---- DATA RECORDS
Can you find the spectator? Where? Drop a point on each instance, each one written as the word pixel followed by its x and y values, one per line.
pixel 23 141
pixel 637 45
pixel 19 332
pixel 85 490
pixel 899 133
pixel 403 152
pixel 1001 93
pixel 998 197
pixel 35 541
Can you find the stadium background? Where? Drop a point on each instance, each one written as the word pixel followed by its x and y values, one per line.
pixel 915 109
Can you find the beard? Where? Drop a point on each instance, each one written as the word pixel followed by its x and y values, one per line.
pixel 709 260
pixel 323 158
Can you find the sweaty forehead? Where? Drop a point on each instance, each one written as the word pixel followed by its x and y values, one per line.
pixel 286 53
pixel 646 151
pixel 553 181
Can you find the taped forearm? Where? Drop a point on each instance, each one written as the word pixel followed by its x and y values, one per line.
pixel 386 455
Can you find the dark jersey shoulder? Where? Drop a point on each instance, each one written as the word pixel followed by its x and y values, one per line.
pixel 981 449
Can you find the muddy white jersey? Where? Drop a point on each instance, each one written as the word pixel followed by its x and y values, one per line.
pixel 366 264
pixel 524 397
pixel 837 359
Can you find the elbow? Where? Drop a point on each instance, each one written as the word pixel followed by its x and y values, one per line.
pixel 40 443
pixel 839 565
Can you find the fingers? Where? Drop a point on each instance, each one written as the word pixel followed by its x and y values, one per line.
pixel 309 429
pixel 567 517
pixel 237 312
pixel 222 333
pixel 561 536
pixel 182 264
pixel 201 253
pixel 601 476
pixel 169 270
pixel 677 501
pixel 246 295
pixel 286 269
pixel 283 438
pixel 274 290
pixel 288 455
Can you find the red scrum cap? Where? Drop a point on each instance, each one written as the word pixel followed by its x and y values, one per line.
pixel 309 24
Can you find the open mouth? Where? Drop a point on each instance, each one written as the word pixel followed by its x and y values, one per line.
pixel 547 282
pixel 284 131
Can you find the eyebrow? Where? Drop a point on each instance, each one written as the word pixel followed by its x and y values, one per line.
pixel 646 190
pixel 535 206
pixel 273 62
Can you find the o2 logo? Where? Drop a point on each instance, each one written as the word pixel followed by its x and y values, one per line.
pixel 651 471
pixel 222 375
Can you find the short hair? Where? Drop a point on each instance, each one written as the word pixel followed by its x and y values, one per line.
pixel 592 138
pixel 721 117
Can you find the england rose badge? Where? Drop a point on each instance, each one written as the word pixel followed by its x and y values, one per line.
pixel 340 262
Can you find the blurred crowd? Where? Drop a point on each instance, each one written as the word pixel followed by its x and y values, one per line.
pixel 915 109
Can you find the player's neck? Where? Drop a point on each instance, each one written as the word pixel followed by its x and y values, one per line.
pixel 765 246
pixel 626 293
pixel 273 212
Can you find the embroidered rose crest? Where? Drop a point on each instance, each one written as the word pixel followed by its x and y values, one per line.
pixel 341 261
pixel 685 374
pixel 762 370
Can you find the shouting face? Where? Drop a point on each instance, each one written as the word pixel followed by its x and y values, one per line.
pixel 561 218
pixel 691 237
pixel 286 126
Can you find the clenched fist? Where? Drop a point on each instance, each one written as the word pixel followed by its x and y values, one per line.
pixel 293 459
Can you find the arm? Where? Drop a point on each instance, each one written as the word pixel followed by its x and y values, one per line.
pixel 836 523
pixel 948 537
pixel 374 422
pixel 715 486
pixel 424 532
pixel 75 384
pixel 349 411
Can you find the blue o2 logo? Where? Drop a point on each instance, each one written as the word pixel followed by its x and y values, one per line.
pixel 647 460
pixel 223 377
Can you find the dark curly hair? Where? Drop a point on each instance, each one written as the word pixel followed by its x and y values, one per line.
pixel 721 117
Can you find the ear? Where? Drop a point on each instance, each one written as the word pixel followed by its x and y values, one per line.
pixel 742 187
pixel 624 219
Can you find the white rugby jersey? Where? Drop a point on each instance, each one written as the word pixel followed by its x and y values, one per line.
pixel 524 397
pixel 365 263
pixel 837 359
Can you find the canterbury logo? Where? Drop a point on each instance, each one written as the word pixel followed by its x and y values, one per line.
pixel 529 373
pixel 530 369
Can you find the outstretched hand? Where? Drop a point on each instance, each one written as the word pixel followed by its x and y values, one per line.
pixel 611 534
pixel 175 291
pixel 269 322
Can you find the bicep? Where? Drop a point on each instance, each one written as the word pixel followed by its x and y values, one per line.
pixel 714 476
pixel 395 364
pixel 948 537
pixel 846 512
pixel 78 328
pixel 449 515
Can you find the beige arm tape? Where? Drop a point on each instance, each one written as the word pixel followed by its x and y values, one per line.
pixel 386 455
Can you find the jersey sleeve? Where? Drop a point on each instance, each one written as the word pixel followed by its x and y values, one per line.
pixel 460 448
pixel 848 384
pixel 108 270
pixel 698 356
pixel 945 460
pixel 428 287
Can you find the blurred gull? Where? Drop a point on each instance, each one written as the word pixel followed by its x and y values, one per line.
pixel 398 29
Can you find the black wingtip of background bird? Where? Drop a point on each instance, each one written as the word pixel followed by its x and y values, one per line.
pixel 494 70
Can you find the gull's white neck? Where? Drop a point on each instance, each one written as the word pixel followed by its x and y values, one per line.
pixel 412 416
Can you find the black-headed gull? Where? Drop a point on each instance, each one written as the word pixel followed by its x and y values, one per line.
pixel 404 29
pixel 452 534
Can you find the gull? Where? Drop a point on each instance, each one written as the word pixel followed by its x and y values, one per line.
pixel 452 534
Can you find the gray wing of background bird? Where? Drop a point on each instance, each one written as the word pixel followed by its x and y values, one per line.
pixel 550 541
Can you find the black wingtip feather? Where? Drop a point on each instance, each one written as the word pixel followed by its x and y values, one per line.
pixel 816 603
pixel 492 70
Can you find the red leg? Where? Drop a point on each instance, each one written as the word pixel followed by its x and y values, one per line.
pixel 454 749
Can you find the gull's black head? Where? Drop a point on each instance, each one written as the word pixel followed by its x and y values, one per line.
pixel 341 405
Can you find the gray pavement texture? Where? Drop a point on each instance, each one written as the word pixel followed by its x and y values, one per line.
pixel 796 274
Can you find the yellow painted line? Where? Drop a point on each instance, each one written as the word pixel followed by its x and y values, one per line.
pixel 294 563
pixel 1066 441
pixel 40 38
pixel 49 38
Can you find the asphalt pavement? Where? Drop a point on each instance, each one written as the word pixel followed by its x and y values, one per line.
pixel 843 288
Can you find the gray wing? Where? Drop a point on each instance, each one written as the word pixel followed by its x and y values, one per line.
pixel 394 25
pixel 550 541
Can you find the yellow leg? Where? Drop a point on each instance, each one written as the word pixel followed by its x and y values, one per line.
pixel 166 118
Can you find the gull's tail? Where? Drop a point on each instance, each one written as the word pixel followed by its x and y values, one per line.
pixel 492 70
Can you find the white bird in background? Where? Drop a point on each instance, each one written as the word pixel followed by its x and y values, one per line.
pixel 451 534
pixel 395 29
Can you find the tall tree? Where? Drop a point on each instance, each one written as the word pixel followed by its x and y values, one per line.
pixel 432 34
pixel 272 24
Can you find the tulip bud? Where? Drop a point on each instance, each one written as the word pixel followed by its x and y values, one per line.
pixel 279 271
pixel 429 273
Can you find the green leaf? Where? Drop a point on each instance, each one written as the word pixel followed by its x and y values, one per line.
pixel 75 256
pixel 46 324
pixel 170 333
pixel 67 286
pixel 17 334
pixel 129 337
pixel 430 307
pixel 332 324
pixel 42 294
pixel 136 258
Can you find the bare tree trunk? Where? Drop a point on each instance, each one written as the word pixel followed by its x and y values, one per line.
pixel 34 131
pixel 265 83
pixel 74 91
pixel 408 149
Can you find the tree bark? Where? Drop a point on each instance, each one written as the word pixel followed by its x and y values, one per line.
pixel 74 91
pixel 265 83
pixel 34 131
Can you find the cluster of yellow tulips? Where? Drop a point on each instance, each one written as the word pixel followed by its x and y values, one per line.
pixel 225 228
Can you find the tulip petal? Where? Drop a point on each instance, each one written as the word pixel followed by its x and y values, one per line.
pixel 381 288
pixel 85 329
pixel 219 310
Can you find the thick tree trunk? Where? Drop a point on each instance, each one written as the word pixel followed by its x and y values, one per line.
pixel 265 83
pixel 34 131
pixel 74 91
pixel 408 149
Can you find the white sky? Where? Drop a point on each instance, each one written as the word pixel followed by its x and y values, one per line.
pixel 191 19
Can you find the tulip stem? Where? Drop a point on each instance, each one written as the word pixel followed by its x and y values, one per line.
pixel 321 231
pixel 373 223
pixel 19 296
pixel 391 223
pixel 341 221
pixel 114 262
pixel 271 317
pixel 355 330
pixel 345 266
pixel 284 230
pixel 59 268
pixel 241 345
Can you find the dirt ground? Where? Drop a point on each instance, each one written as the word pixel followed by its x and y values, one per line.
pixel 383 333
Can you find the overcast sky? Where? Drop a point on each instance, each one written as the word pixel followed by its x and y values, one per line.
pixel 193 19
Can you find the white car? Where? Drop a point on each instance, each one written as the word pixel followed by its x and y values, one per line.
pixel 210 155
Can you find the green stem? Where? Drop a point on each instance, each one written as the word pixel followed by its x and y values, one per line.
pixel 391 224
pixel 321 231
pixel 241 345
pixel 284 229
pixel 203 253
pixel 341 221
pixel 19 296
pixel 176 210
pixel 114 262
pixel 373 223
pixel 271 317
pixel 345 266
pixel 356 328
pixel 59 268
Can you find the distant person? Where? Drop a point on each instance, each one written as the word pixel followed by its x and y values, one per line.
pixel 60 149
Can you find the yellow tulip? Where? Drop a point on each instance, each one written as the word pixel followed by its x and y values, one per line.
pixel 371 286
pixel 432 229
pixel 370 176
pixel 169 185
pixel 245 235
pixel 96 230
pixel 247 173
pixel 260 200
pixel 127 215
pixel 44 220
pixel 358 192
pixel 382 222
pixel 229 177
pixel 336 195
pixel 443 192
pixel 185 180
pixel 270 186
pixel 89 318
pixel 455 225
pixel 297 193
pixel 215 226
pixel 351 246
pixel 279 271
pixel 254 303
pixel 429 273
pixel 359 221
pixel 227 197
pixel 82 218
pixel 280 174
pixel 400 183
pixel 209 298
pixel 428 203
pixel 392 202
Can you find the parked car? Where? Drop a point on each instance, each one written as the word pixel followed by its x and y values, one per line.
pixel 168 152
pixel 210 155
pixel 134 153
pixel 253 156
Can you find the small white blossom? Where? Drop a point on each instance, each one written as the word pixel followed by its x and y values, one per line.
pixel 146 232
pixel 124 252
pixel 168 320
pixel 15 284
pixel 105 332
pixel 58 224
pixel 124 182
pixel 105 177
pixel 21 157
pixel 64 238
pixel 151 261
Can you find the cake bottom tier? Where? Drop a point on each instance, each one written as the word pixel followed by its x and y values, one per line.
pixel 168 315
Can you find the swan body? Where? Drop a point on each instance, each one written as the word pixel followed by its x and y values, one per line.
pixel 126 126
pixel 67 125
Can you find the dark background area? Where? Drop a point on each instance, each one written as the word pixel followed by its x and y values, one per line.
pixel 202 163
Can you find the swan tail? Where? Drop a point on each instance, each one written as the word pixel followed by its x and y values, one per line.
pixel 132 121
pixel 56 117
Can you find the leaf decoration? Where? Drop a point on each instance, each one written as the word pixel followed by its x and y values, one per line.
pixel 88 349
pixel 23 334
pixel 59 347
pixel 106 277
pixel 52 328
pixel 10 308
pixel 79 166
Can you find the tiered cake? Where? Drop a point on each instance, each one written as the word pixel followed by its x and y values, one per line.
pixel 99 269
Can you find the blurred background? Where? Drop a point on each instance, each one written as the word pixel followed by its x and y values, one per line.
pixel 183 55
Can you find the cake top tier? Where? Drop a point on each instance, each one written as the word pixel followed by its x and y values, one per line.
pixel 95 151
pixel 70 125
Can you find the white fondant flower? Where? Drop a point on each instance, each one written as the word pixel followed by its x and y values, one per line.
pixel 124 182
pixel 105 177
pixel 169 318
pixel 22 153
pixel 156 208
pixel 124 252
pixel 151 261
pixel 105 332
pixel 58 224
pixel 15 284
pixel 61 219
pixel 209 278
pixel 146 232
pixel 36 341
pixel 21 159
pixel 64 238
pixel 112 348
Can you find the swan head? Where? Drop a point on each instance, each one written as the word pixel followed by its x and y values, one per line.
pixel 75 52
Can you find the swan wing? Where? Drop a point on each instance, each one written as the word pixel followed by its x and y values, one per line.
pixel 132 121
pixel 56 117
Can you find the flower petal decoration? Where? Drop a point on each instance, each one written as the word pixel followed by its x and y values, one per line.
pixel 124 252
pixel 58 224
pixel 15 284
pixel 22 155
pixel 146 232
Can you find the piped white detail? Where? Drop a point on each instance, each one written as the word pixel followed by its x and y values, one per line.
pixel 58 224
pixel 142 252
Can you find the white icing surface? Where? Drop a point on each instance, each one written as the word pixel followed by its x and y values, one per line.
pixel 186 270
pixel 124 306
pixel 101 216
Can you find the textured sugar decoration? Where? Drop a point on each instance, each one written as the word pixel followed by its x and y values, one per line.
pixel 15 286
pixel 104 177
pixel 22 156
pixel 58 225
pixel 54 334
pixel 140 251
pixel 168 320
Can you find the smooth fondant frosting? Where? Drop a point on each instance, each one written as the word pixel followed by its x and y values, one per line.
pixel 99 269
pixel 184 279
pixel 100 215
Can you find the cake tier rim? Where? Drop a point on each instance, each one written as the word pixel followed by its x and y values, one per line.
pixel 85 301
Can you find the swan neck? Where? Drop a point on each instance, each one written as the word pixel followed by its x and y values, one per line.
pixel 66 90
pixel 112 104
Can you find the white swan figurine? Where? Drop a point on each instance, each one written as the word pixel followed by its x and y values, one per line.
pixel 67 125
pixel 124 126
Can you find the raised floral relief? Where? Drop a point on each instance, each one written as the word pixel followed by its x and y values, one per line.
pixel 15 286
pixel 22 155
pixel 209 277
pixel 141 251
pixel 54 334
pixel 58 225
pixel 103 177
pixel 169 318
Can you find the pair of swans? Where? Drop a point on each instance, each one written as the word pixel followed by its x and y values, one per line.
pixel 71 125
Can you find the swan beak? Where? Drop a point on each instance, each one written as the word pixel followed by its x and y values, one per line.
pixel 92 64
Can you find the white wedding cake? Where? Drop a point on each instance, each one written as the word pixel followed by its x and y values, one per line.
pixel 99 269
--------
#### OBJECTIVE
Copy out the data above word for word, from the line containing "Can you find the green stem?" through the line containing "pixel 168 315", both lines included.

#### SOLUTION TO THE PROBLEM
Can you find the green stem? Where? Drop a point on each instance, each one written as the word pixel followed by its x and y values, one per line.
pixel 391 224
pixel 321 231
pixel 241 345
pixel 284 229
pixel 203 253
pixel 341 221
pixel 19 296
pixel 176 210
pixel 114 262
pixel 373 223
pixel 271 317
pixel 345 266
pixel 356 328
pixel 59 268
Can you find the distant person? Where? Drop a point on each instance, each one written as the word pixel followed by its x and y values, one per line.
pixel 60 149
Can you find the yellow tulip? Where? Drop a point on each instance, each one written as the word pixel followed by its x and y values, one per line.
pixel 371 286
pixel 432 229
pixel 370 176
pixel 169 185
pixel 245 235
pixel 96 230
pixel 247 173
pixel 260 200
pixel 127 215
pixel 44 220
pixel 358 192
pixel 382 222
pixel 229 177
pixel 336 195
pixel 443 192
pixel 185 180
pixel 270 186
pixel 89 318
pixel 455 225
pixel 297 193
pixel 215 226
pixel 351 246
pixel 279 271
pixel 254 303
pixel 429 273
pixel 359 221
pixel 227 197
pixel 82 218
pixel 280 174
pixel 400 183
pixel 209 298
pixel 428 203
pixel 392 202
Can you find the parked car? Where? Drop a point on each instance, each one written as the word pixel followed by its x and y values, one per line.
pixel 168 152
pixel 210 155
pixel 134 153
pixel 253 156
Can you find the small white blossom? Where? Drop a point on each instance, each one written as the word pixel followed by its x and y values, one per line.
pixel 146 232
pixel 124 252
pixel 168 320
pixel 15 284
pixel 105 332
pixel 58 224
pixel 124 182
pixel 105 177
pixel 21 157
pixel 64 238
pixel 151 261
Can you find the cake bottom tier? Where? Drop a point on each instance, each one written as the word pixel followed by its x and y values, one per line.
pixel 168 315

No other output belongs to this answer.